**Work request**
Only the pictures are to be dropped, and the rest of the data should be copied exactly.

**Data for analysis**
'''

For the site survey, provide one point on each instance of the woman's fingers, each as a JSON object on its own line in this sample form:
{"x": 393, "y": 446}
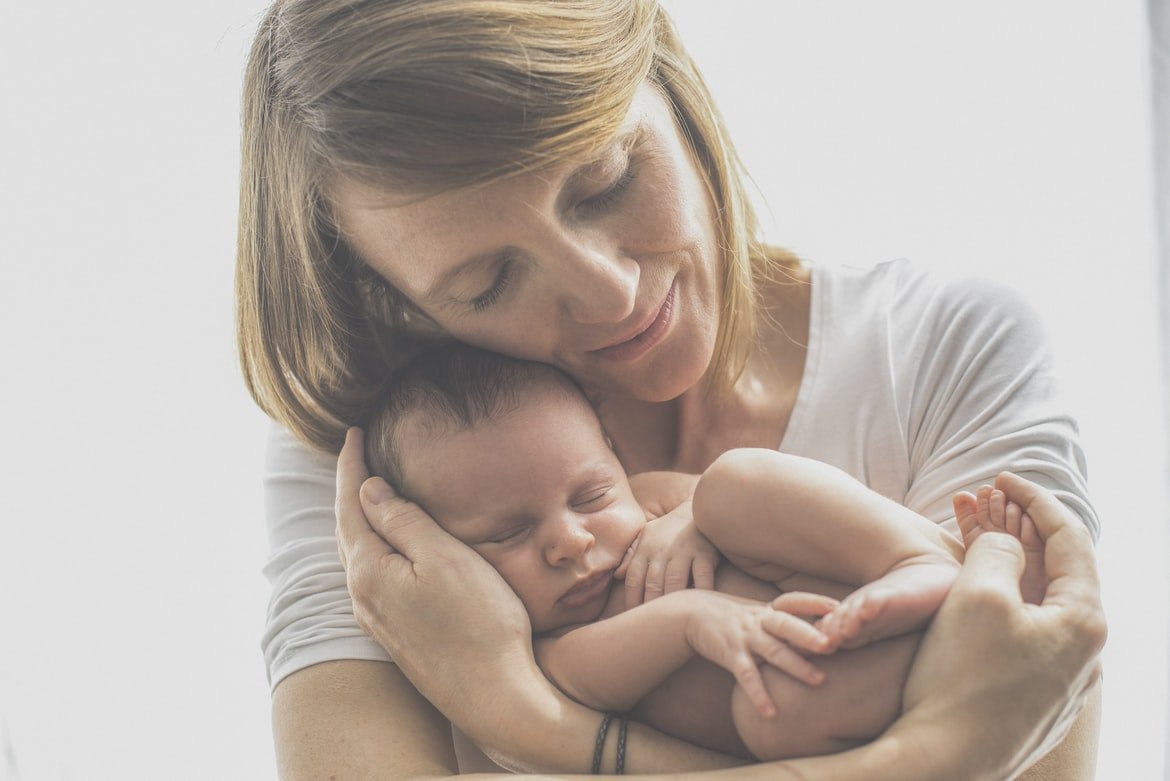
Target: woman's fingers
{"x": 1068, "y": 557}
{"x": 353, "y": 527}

'''

**Result of this task**
For the site survey, provide one point on each instance of the woman's fingers, each as a JSON object on its own line in this sample form:
{"x": 393, "y": 446}
Target: woman's fingers
{"x": 1068, "y": 557}
{"x": 353, "y": 527}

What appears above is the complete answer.